[WHAT THE TASK ASKS] Output these lines as a JSON list of strings, one string per line, with blank lines omitted.

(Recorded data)
# # # #

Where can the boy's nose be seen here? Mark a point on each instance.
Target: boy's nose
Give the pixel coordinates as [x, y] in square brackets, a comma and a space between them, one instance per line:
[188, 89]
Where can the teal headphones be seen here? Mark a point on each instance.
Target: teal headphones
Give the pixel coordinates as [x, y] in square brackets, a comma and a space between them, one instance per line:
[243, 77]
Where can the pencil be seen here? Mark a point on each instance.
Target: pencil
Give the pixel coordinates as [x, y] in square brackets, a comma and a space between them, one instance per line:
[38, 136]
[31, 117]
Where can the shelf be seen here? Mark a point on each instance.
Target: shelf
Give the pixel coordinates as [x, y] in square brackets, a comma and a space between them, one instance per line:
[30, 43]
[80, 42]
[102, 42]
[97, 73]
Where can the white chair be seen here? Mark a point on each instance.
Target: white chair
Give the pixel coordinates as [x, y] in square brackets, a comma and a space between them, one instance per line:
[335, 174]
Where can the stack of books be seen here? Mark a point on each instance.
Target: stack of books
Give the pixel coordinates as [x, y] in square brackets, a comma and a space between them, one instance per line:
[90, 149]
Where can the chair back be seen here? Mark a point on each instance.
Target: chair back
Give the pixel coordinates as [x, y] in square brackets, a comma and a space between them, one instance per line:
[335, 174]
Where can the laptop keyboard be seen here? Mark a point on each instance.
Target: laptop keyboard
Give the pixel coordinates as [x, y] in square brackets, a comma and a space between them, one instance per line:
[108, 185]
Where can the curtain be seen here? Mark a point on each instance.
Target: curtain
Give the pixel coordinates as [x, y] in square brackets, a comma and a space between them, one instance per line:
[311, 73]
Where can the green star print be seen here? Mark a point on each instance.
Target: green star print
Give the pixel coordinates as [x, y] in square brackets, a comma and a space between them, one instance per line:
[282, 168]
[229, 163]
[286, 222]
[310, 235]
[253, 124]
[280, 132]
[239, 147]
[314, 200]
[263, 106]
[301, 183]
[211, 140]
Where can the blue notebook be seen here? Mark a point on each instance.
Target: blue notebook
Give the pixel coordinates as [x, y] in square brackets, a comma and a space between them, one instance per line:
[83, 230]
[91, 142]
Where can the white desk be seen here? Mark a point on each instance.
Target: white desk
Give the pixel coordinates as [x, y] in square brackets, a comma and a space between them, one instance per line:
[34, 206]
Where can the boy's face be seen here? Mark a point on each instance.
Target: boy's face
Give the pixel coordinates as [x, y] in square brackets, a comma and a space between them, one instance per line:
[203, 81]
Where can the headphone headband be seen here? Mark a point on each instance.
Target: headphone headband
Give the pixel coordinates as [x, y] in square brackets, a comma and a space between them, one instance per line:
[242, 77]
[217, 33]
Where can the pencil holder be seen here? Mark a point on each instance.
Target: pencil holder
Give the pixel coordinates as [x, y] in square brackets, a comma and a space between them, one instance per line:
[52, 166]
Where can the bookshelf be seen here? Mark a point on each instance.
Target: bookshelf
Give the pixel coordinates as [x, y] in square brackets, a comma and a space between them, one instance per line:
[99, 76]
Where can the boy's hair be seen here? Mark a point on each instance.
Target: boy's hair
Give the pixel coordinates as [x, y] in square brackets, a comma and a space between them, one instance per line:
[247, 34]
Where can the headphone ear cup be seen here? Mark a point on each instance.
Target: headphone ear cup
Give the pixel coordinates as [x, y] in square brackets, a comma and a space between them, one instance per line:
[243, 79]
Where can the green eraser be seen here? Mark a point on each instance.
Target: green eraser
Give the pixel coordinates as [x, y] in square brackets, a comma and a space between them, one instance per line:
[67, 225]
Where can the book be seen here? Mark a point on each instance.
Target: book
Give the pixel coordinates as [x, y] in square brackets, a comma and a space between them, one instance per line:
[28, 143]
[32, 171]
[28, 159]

# # # #

[THE COMPLETED TASK]
[
  "Where can the boy's nose be seen here? Mark a point on each instance.",
  "Target: boy's nose",
  "Give the pixel coordinates as [x, y] in square brackets, a comma and a space between them, one instance per line:",
  "[188, 89]",
  "Where can the teal headphones be seen here? Mark a point on each instance.",
  "Target: teal headphones",
  "Give the pixel coordinates as [x, y] in square brackets, a comma and a space between them, one instance per line:",
  "[243, 77]",
  "Where can the pencil be seen here? Mark a point on each instance.",
  "Target: pencil",
  "Give the pixel coordinates as [x, y] in square brackets, a comma and a space between them, one instance per line:",
  "[38, 136]",
  "[31, 117]",
  "Where can the shelf be seen here? Mark a point on each instance.",
  "Target: shelf",
  "Give the pixel coordinates as [x, y] in square brackets, a comma and a space between them, one instance per line:",
  "[30, 43]",
  "[80, 42]",
  "[102, 42]",
  "[97, 73]",
  "Where can the white chair be seen here? Mark a point on each instance.",
  "Target: white chair",
  "Give the pixel coordinates as [x, y] in square brackets, a comma and a space between them, one instance per line:",
  "[335, 174]",
  "Where can the stack of books be seen here? Mark a point on each instance.",
  "Target: stack of books",
  "Give the pixel coordinates as [x, y] in square brackets, a comma and a space between them, one instance per line:",
  "[90, 149]",
  "Where can the chair back be seen here? Mark a point on each instance.",
  "Target: chair back",
  "Give the pixel coordinates as [x, y] in square brackets, a comma and a space between them, one instance per line:",
  "[335, 174]",
  "Where can the laptop keyboard be seen here? Mark a point on each instance.",
  "Target: laptop keyboard",
  "Give the pixel coordinates as [x, y] in square brackets, a comma and a space between them, one instance per line:",
  "[108, 185]",
  "Where can the curtain be seen here? Mark a point on each instance.",
  "Target: curtain",
  "Give the pixel coordinates as [x, y] in square brackets, a comma and a space between them, one instance per line:",
  "[311, 73]",
  "Where can the green star print be seen here? Mark a point on each instance.",
  "Target: green star print",
  "Give the pixel coordinates as [x, y] in square brackets, a comma and a space between them, one instance per line:",
  "[282, 168]",
  "[229, 163]",
  "[286, 222]",
  "[310, 235]",
  "[253, 124]",
  "[280, 132]",
  "[239, 147]",
  "[314, 200]",
  "[263, 106]",
  "[301, 183]",
  "[211, 140]",
  "Where can the blue notebook be seen here? Mark a point on each instance.",
  "Target: blue notebook",
  "Give the pixel coordinates as [x, y] in square brackets, a comma and a space between them, one instance per line:",
  "[83, 230]",
  "[91, 142]",
  "Where can the white desk be seen here? Mark a point on each instance.",
  "Target: white desk",
  "Give the pixel coordinates as [x, y] in square brackets, a comma and a space between them, one instance per line:",
  "[34, 206]",
  "Where can the boy's face be seen here? Mark a point on each instance.",
  "Target: boy's face",
  "Give the pixel coordinates as [x, y] in square brackets, a comma and a space between them, one instance per line:",
  "[203, 81]",
  "Where can the headphone headband be seen here? Mark a point on each instance.",
  "Target: headphone headband",
  "Give the pixel coordinates as [x, y] in square brackets, a comma and a space between them, one instance per line:",
  "[242, 77]",
  "[217, 33]",
  "Where can the pencil holder be seen here? Mark a point on each instance.",
  "Target: pencil holder",
  "Give the pixel coordinates as [x, y] in square brackets, a comma and a space between them, one instance per line:",
  "[52, 166]",
  "Where can the bookshelf be seen here? Mark a point on each instance.",
  "Target: bookshelf",
  "Give the pixel coordinates as [x, y] in square brackets, a comma and a space between them, one instance per line:",
  "[99, 76]",
  "Where can the boy's hair be seen here? Mark a point on each instance.",
  "Target: boy's hair",
  "Give the pixel coordinates as [x, y] in square brackets, a comma and a space between them, one instance per line:",
  "[247, 34]",
  "Where can the headphone ear cup be seen here? Mark a point on each instance.",
  "Target: headphone ear cup",
  "Give the pixel coordinates as [x, y] in square brackets, a comma and a space between them, one instance per line:",
  "[243, 79]",
  "Where can the green eraser be seen here? Mark a point on each instance.",
  "Target: green eraser",
  "Give the pixel coordinates as [x, y] in square brackets, a comma and a space between them, one instance per line:",
  "[67, 225]",
  "Where can the book be seen here? Mark a point on each instance.",
  "Target: book",
  "Give the pixel coordinates as [x, y] in square brackets, a comma and a space between them, one instance per line:",
  "[28, 143]",
  "[32, 171]",
  "[28, 159]"
]